Problems to work on:
• 1. According to the text on the PHQ depression study, when was the nine-item PHQ given to family members during the trial?
• 2. Pick up the PHQ depression study text right after its final sentence and carry on the statistical analysis section.
#### Text for analysis
Numerous articles assessing dimensionality/invariance of the PHQ have based their conclusions on exploratory factor analysis, a method that often produces models with poor fit to observed data (26). Other studies, based on more rigorous confirmatory factor analysis (CFA) techniques, have evaluated model fit with approximate-fit indices, a practice methodologists have deemed problematic (27-29). In addition to urging the use of stronger criteria for assessing the dimensionality/invariance of constructs, methodologists note the need to consider whether all item-combinations function equivalently for all purposes. For example, a particular intervention might be expected to influence a narrower definition of depression, measured by fewer items. A recent article recommended that researchers use only a few indicators for each construct, selecting one to three that best represent the latent variable relevant to a given investigation (30).
During a randomized trial of an intervention to reduce depressive symptoms in family members of ICU patients, we administered the nine-item PHQ three times: at study enrollment and three and six months later. The current report sought to answer three questions: 1) Did any of the standard PHQ composite scores meet criteria for unidimensionality and longitudinal measurement invariance in this sample? 2) Did other item subsets, defining slightly different depression severity constructs, meet these criteria? and 3) Did patient/family characteristics contribute to family members' depression severity?
Methods
Study Sample and Setting
We used data from a randomized trial testing an intervention to improve communication between clinicians and ICU patients' families (31, 32). Patients being treated in ICUs in two Seattle-area hospitals were eligible for inclusion if they were mechanically ventilated, with estimated hospital mortality ≥30% based on mortality prediction scales (33) and diagnoses (31). Family members of eligible patients received baseline and three- and six-month follow-up questionnaires. The pre-specified test of trial efficacy was an association of the intervention with change between baseline and the two follow-up periods in family members' depression severity, as assessed by the PHQ-9.
Measures
Each time-specific PHQ included nine items measuring the frequency of depressive symptoms in the previous two weeks (0=not at all, 1=several days, 2=more than half the days, 3=nearly every day). Questionnaires also documented respondent gender, age, race/ethnicity, education, and length/type of relationship with the patient. Medical records provided information about patient gender, age, race/ethnicity, hospital length-of-stay, and mortality status at hospital discharge. Study records provided the patient's randomization condition.
Statistical Analysis
We used CFA (34-38) to evaluate unidimensionality of the standard PHQ-9 and PHQ-8 items and all combinations of 4-7 items at baseline. Combinations of 2-3 indicators were not separately testable for unidimensionality, but were retained, along with the unidimensional baseline combinations, for later testing.
########
#### Recorded data
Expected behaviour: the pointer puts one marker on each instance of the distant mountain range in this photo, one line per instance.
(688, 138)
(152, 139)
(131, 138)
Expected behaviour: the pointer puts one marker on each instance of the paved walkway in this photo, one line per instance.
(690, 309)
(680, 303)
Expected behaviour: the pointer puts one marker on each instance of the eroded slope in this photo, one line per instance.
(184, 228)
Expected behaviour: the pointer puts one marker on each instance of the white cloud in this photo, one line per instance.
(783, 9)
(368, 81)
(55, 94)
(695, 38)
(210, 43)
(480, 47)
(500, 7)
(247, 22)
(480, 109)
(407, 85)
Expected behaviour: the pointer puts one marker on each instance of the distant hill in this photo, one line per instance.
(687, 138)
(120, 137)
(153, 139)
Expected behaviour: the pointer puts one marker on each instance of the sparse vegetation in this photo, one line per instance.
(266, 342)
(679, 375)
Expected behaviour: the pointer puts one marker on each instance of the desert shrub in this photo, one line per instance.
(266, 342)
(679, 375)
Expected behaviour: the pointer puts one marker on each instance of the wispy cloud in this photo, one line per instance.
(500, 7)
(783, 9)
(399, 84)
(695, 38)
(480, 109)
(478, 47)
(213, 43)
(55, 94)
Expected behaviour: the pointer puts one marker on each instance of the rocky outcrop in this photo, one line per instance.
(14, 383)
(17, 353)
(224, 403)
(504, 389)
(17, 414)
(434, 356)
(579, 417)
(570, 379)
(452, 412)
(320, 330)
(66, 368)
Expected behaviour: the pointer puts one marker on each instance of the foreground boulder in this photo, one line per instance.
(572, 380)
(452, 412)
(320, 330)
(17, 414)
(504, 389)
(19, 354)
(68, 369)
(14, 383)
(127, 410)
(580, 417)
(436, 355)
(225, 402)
########
List of answers:
• 1. At study enrollment, and again three and six months later.

• 2.
Structural equation models (SEM) subsequently tested each retained item-combination for longitudinal measurement invariance. For latent constructs to be comparable over time, they should be measured by the same set of indicators at all time points, with each indicator carrying the same weight over time, thus providing time-invariant meaning to the construct. With ordinal items, invariant models have item loadings and category thresholds constrained to equality across time (39). We constructed each model with three underlying factors, representing depression severity at the three time points, measured by identical combinations of time-specific indicators with the required equality constraints. Our determination of longitudinal invariance required that a model, thus constrained, demonstrate adequate fit to the data. Each model also included structural effects leading from baseline depression severity to 3-month severity, and from three-month severity to six-month severity. An additional direct link from baseline severity to six-month severity was never statistically significant and is omitted from models presented in the results.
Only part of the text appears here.